• **Directions for this task**: Render the listing below as a numbered list with one entry per line, and drop any blank lines.

───── Input for this task ─────

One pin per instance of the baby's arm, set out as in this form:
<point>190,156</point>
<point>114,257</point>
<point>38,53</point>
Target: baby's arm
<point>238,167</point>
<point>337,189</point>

─────

• **Result of the task**:
1. One pin per instance of the baby's arm, set out as in this form:
2. <point>190,156</point>
3. <point>114,257</point>
4. <point>38,53</point>
5. Target: baby's arm
6. <point>238,167</point>
7. <point>337,189</point>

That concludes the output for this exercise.